(Goal):
Each record below should appear again exactly as written.

____________________

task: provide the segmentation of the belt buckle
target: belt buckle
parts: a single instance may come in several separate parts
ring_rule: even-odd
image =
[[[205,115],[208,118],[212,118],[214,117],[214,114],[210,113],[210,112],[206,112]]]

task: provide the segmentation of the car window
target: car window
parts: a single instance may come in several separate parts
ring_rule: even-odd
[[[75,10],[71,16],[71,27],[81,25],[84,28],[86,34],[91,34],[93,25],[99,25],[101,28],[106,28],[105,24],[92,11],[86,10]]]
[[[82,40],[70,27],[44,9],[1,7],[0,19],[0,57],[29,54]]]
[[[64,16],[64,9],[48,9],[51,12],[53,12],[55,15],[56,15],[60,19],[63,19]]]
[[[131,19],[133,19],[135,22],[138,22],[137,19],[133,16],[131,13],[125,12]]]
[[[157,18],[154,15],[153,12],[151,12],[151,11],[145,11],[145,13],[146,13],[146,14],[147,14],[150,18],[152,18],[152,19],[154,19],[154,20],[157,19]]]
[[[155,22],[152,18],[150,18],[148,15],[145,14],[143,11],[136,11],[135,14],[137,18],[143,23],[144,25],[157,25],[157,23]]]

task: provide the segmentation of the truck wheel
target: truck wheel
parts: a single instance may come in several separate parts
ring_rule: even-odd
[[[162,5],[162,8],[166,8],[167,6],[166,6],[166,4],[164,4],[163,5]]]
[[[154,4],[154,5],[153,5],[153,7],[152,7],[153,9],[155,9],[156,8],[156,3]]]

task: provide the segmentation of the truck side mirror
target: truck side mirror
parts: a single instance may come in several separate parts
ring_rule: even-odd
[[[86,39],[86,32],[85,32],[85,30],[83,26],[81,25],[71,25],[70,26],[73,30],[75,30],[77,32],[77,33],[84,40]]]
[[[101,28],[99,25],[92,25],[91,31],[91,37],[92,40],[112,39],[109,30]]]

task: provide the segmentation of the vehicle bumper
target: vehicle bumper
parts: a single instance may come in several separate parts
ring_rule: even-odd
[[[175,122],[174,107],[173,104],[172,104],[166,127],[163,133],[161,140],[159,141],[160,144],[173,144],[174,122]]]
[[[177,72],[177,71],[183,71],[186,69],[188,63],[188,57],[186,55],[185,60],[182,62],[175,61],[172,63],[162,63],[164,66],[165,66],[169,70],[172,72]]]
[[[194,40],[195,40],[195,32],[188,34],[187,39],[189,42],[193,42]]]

____________________

(Correct result):
task: provide the segmentation of the belt buckle
target: belt buckle
parts: a single instance may come in several separate parts
ring_rule: even-odd
image =
[[[205,115],[208,118],[212,118],[214,117],[214,114],[210,113],[210,112],[206,112]]]

task: provide the segmentation of the car window
target: car window
parts: a single instance may come in several separate parts
ring_rule: even-odd
[[[75,10],[71,16],[71,27],[81,25],[84,28],[86,34],[91,34],[93,25],[99,25],[101,28],[106,28],[105,24],[92,11],[86,10]]]
[[[82,40],[70,27],[44,9],[1,7],[0,19],[0,57],[29,54]]]
[[[64,16],[64,9],[48,9],[51,12],[53,12],[55,15],[56,15],[60,19],[63,19]]]
[[[131,19],[133,19],[135,22],[138,22],[137,19],[133,16],[131,13],[125,12]]]
[[[157,18],[154,15],[153,12],[151,12],[151,11],[145,11],[145,13],[146,13],[146,14],[147,14],[150,18],[152,18],[152,19],[154,19],[154,20],[157,19]]]
[[[155,22],[152,18],[150,18],[148,15],[145,14],[143,11],[136,11],[135,14],[137,18],[143,23],[144,25],[157,25],[157,23]]]

task: provide the segmentation of the truck wheel
target: truck wheel
parts: a single instance may come in several separate parts
ring_rule: even-odd
[[[162,5],[162,8],[166,8],[167,6],[166,6],[166,4],[164,4],[163,5]]]
[[[154,4],[154,5],[153,5],[153,7],[152,7],[153,9],[155,9],[156,8],[156,3]]]

task: provide the segmentation of the truck side mirror
target: truck side mirror
parts: a single instance may come in several separate parts
ring_rule: even-odd
[[[86,39],[86,32],[85,32],[85,30],[83,26],[81,25],[71,25],[70,26],[73,30],[75,30],[77,32],[77,33],[84,40]]]
[[[101,28],[99,25],[92,25],[91,31],[91,37],[92,40],[112,39],[109,30]]]

task: provide the segmentation of the vehicle bumper
target: vehicle bumper
parts: a single instance may come in several separate parts
ring_rule: even-odd
[[[175,122],[174,107],[173,104],[172,104],[166,127],[163,133],[161,140],[159,141],[160,144],[173,144],[174,122]]]
[[[177,72],[177,71],[183,71],[186,69],[188,63],[188,57],[186,55],[185,60],[182,62],[175,61],[172,63],[162,63],[164,66],[165,66],[169,70],[172,72]]]
[[[194,40],[195,40],[195,32],[188,34],[187,39],[189,42],[193,42]]]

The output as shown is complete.